ページ本文:

__________

新時代のエンタメ舞台裏~ヒットにつなげる旗手たち~ #07

「新しい学校のリーダーズ」はデビュー8年でなぜヒットした?アソビシステム代表中川悠介氏が明かす「クリエイティビティ・ファースト」な裏側

 

組織力のK―POPに対抗する「クリエイティビティ」


徳力 セールス以外の価値を上げていくことは重要ですね。今は個人の時代だからこそ、個人がそれぞれよく考えて決めなければいけない。そして同様に、組織も個人に選ばれる存在でいなければいけませんね。アソビシステムではアーティストごとに打ち出し方の違いが際立ち、単純な横展開がないと思いますが、中川さんの中には「アーティストを自分流に染めたい」という思いはないのですか。
 
noteプロデューサー/ブロガー
徳力 基彦 氏

中川 そういった発想は全くないですね。組織の存在意義については、僕はなんとなく「アソビシステムがやる意味とは何か」を考えます。僕自身に能力はないので、能力と能力をくっつけるのが仕事です。その時、先ほどお話しした「面白い子を見つけてきて掛け算する」ということになるのですが、それはプロデュースという名で、彼らの才能と自分たちのプロデュース力とを引き合わせることでもあるのです。

徳力 SNSの利用についても、従来の日本の芸能事務所は「危険だからアーティストにSNSは触らせない」とか、特定のイメージを崩さないように過剰なほどに守ってきましたが、アソビシステムのアーティストはSNSを使ったセルフプロデュース力が高いように思います。

中川 アソビシステムのアーティストは「自分」を持っているので、SNSについても自発的に動く人の方が多いですね。「守る」必要もあまり感じていません。少し話がそれますが、これまでの日本は、たとえば業界団体のようなものをつくって「権利を守る」ことでビジネスをしてきたと思います。けれど今、世界は「権利を使って勝つ」時代に変わった。その時代に勝っていくために、SNSやTikTokをやるのは当たり前で、使わない手はないと考えています。ただ、それも大人がつくるものではなく、嘘ではない本人たちの言葉で発信していくことが大事です。僕には、アーティストを抑え込んで何かを作り出していくということはできないので、引き出して応援していきたいのです。

__________

(ポイント形式のアノテーションデータ)
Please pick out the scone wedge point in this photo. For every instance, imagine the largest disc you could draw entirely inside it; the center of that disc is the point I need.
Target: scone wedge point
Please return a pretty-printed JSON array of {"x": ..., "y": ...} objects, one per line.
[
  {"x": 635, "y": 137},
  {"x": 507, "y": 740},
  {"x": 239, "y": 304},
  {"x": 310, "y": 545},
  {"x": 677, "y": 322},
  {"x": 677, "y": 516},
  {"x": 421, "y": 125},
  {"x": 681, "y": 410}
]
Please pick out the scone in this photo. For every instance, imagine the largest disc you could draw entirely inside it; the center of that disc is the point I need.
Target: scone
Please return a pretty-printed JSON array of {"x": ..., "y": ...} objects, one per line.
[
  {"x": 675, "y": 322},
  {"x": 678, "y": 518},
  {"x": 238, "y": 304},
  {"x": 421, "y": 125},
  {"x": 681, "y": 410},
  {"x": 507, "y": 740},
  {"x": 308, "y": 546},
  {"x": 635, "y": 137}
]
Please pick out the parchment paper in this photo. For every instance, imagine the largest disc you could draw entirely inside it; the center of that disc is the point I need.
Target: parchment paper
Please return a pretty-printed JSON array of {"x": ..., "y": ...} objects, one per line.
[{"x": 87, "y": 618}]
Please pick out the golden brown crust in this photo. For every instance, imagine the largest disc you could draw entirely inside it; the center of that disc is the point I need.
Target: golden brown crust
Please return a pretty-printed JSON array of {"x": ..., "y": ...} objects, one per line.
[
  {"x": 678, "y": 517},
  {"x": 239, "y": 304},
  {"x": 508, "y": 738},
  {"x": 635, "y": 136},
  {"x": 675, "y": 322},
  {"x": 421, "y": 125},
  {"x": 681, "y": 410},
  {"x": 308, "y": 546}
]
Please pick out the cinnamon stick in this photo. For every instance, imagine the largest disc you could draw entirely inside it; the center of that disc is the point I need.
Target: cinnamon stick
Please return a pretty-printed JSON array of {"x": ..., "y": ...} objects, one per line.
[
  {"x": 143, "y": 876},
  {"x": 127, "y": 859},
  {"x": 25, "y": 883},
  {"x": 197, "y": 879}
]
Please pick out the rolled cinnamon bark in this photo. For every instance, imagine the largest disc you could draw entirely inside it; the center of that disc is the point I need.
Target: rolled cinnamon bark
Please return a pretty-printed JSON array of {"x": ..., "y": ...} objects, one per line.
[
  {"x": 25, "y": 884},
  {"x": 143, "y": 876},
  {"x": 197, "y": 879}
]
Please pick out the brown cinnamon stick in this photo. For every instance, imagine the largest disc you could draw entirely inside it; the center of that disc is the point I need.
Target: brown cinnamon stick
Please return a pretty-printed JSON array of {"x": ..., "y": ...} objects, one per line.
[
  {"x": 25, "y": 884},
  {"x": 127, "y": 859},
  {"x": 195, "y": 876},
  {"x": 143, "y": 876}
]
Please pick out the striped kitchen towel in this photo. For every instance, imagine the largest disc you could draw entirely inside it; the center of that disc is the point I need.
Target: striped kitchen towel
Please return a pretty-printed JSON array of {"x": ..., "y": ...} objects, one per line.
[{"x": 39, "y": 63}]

__________

課題の説明:
アソビシステム代表の中川悠介氏へのインタビュー記事を、最後の文の後から続けて書いてください。

解答:
徳力 やっぱりアソビシステムが、最初から中川さんの「イベントが好き」とか「アーティストへのリスペクト」を原動力に始まっていて、トップダウンでコントロールするのではなく、応援するための事務所であるということが、アーティストに責任感を持ったセルフプロデュースを促しているのでしょうね。新しい学校のリーダーズも売れていない時期から模索し、日本でまだそこまで普及していなかったTikTokを真剣にやっていたことがブレイクにつながりました。

中川 そうですね。「新しい学校のリーダーズ」は僕が見ていても、こんなに才能があるってすごいなと思います。世界が彼らに気づいてくれて嬉しいです。8年もかかってTikTokでブレイクするなんて、夢があるじゃないですか。
  
新しい学校のリーダーズ © 2024 mayakuraki

徳力 これは永遠のテーマだとは思うのですが、プロデューサーとしてヒットを出す確度というのはどうしたら鍛えられるのですか?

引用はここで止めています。